▶ _WORK ITEM_
Please show every line of the rows below that contains the string "rough".

▶ _GIVEN DATA_

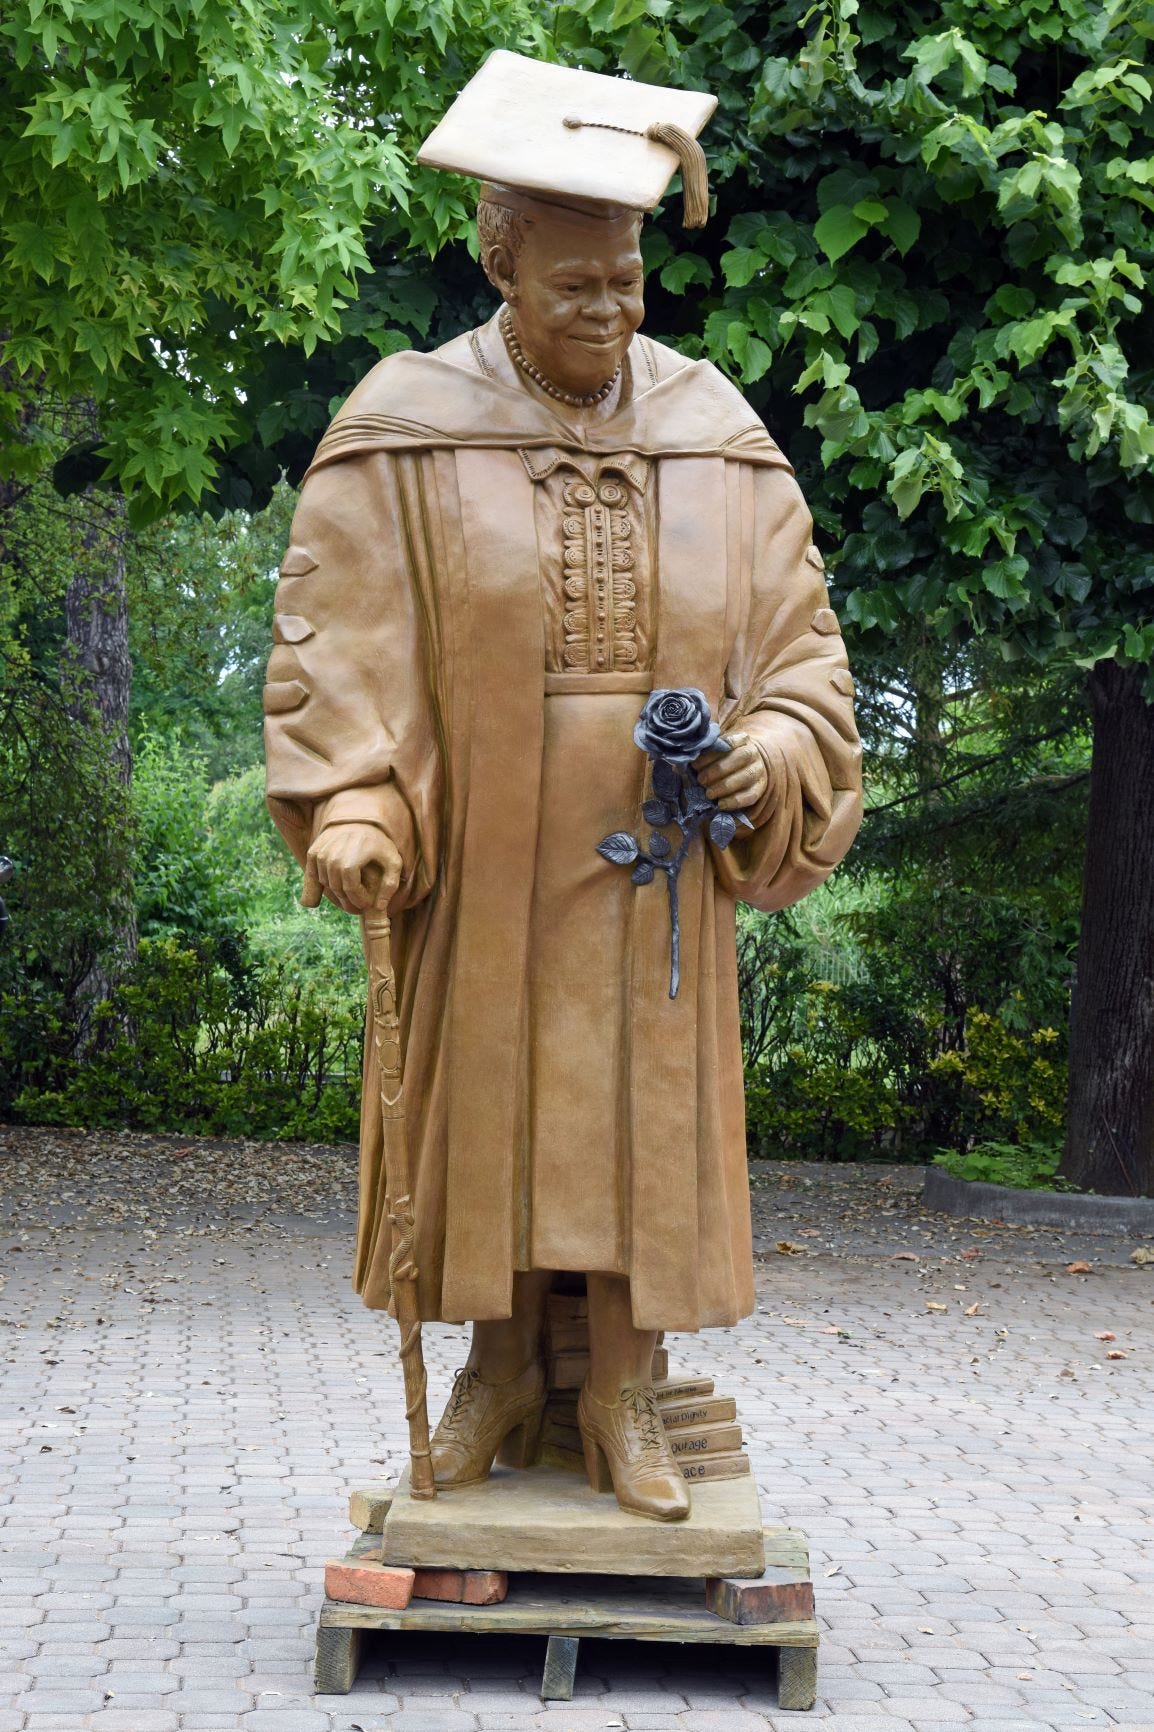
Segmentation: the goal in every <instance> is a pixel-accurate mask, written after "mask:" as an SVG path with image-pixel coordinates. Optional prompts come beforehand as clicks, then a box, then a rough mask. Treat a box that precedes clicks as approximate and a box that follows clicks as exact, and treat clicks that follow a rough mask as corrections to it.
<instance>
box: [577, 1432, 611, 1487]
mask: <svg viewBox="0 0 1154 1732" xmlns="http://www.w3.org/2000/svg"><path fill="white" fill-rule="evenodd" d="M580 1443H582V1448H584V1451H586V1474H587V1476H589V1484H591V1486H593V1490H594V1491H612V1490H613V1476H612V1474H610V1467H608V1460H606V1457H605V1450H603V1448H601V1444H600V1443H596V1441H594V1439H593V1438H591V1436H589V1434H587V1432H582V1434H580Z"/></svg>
---
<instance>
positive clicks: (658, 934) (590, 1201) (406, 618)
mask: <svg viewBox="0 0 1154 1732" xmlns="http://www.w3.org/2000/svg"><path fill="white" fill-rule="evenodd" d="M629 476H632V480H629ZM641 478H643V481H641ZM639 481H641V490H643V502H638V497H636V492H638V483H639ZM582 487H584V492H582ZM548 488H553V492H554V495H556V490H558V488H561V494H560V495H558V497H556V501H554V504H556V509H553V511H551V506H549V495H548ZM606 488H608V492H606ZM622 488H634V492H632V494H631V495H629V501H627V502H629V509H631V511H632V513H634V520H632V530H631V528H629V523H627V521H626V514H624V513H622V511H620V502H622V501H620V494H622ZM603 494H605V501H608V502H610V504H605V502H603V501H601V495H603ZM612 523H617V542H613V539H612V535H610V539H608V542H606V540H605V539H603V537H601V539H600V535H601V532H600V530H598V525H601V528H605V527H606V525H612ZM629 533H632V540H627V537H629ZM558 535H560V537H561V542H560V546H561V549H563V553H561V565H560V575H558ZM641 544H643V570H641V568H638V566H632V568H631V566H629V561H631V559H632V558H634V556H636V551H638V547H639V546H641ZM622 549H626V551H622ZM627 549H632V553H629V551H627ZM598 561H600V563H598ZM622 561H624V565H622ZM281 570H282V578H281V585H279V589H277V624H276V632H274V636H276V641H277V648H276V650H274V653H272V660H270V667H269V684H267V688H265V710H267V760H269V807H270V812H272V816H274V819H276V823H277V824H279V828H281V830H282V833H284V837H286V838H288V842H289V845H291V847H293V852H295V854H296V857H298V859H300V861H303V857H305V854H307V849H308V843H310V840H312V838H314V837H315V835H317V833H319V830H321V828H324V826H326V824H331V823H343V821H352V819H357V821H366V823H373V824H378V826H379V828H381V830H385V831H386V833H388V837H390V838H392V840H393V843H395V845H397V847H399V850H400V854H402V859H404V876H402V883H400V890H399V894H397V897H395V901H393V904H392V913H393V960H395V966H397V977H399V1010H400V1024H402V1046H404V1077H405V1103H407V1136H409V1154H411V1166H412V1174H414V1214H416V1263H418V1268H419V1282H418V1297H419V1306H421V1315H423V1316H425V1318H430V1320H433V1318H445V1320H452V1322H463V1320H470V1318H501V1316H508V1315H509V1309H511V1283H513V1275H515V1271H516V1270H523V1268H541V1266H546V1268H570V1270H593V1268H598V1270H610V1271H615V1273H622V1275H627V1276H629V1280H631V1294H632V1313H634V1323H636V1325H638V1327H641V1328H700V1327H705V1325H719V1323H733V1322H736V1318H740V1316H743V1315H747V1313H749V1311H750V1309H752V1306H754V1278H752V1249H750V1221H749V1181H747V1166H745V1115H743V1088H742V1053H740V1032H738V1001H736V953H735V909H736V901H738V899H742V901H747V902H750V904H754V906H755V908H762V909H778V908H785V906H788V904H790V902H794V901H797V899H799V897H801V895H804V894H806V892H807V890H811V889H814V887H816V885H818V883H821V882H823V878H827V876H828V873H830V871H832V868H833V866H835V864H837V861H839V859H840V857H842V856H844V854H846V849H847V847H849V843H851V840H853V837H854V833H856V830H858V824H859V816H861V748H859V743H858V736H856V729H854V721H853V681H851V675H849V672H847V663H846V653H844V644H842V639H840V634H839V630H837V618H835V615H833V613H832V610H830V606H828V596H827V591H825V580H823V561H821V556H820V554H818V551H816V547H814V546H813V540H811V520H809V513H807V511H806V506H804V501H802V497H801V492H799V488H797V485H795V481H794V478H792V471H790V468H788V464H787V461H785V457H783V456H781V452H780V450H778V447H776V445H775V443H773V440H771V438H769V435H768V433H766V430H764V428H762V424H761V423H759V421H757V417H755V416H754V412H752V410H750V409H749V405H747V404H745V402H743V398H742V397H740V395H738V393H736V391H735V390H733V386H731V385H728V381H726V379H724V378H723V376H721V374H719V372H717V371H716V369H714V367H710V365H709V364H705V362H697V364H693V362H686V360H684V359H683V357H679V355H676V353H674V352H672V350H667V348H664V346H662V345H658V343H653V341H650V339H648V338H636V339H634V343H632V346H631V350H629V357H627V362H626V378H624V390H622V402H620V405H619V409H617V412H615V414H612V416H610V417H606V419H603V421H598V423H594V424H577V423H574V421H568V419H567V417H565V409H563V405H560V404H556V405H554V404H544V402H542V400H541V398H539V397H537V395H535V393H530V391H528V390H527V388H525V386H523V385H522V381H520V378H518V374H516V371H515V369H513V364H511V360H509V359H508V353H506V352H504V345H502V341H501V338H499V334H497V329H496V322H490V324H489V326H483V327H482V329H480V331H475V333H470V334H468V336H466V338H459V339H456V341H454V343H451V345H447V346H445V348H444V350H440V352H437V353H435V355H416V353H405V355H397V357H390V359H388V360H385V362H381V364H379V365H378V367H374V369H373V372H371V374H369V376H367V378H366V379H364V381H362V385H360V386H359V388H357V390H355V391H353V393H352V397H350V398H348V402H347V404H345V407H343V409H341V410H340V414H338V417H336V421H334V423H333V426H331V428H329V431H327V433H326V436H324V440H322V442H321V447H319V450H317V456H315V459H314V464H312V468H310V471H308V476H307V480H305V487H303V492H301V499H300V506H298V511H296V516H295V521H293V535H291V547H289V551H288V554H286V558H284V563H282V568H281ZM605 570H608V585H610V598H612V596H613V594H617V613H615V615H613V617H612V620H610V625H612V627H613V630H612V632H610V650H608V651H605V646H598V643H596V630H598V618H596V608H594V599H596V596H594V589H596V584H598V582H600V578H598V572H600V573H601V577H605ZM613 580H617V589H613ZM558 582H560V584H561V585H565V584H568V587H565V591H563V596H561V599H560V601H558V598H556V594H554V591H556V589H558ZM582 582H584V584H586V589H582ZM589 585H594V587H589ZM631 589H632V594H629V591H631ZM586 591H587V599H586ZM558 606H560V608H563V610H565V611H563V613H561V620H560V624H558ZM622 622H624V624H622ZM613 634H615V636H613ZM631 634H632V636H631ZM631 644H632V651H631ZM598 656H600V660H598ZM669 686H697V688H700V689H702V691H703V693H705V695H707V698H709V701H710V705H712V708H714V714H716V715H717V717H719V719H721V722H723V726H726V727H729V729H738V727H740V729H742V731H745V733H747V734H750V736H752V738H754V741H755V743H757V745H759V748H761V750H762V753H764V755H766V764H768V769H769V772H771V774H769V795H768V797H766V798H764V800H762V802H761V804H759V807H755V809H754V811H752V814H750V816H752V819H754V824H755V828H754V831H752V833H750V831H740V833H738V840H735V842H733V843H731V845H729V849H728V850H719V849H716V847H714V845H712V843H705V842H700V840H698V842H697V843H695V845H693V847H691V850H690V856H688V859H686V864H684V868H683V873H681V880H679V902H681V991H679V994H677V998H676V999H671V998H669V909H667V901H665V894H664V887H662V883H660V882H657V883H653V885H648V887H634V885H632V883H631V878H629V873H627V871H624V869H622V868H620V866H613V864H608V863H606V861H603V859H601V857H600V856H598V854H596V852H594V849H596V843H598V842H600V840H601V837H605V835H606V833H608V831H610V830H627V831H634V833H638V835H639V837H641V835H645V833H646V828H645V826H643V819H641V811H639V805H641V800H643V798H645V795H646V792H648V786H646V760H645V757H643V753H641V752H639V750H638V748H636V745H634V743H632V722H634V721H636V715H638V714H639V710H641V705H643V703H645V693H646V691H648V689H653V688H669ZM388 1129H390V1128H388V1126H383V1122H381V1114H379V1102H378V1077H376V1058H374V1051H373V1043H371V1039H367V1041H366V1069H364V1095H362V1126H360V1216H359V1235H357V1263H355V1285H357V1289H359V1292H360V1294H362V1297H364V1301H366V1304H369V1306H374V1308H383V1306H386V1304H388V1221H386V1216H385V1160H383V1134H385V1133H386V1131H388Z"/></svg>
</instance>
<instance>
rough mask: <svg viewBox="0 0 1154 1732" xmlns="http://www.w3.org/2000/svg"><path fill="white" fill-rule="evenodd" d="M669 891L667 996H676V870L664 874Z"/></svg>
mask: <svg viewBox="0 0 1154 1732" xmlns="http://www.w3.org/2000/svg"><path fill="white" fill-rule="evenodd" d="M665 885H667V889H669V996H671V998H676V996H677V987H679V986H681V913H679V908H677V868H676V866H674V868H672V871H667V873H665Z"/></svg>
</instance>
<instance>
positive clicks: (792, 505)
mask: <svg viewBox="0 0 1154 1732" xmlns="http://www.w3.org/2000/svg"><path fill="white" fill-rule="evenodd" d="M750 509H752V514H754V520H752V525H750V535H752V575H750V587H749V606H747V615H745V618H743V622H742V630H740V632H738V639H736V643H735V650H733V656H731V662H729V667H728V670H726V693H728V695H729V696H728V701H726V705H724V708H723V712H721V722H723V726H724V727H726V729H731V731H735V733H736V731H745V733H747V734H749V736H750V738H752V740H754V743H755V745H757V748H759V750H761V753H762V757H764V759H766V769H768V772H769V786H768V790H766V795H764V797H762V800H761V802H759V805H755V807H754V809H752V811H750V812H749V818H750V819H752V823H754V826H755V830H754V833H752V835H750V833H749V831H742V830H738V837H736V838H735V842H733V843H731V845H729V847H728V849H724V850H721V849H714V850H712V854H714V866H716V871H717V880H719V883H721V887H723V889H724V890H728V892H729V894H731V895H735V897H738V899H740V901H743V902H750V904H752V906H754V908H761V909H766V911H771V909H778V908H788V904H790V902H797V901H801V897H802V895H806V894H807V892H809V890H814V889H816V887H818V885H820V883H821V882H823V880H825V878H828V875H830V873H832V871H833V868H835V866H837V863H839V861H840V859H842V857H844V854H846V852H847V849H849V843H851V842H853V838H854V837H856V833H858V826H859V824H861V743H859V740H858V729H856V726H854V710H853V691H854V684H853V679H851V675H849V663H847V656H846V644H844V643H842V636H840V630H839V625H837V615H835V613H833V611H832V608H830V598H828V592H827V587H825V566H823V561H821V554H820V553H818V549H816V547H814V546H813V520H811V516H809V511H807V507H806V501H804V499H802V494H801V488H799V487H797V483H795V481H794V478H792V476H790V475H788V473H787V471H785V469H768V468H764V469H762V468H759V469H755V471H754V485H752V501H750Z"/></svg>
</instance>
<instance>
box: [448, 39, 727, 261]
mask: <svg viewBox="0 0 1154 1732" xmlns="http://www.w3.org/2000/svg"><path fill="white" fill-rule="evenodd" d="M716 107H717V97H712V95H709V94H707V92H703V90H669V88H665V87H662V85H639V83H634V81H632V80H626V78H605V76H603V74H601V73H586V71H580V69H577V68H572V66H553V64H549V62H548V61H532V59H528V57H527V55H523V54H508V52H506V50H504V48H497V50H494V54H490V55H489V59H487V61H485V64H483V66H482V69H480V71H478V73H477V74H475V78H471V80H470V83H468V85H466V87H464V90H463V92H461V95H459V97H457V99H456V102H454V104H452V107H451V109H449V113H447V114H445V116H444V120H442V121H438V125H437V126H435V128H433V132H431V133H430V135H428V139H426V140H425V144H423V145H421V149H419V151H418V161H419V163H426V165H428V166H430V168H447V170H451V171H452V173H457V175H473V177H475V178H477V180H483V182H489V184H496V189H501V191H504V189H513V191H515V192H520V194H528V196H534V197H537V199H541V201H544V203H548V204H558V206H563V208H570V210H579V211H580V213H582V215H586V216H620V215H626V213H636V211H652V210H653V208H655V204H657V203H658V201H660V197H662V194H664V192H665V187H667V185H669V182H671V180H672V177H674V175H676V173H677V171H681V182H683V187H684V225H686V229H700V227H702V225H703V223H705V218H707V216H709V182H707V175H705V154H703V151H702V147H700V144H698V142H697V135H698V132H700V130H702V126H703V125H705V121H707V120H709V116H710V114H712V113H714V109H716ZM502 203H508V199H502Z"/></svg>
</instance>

▶ _FINISHED EXERCISE_
Segmentation: the goal in every <instance> is a pixel-accurate mask, written after "mask:" as an SVG path with image-pixel coordinates. Optional prompts come beforehand as clicks, then a box, then a rough mask. Treat a box that precedes clicks as approximate and a box that follows clicks as exact, and treat clicks that follow a rough mask as corrections to it.
rough mask: <svg viewBox="0 0 1154 1732" xmlns="http://www.w3.org/2000/svg"><path fill="white" fill-rule="evenodd" d="M669 891L667 996H676V870L664 874Z"/></svg>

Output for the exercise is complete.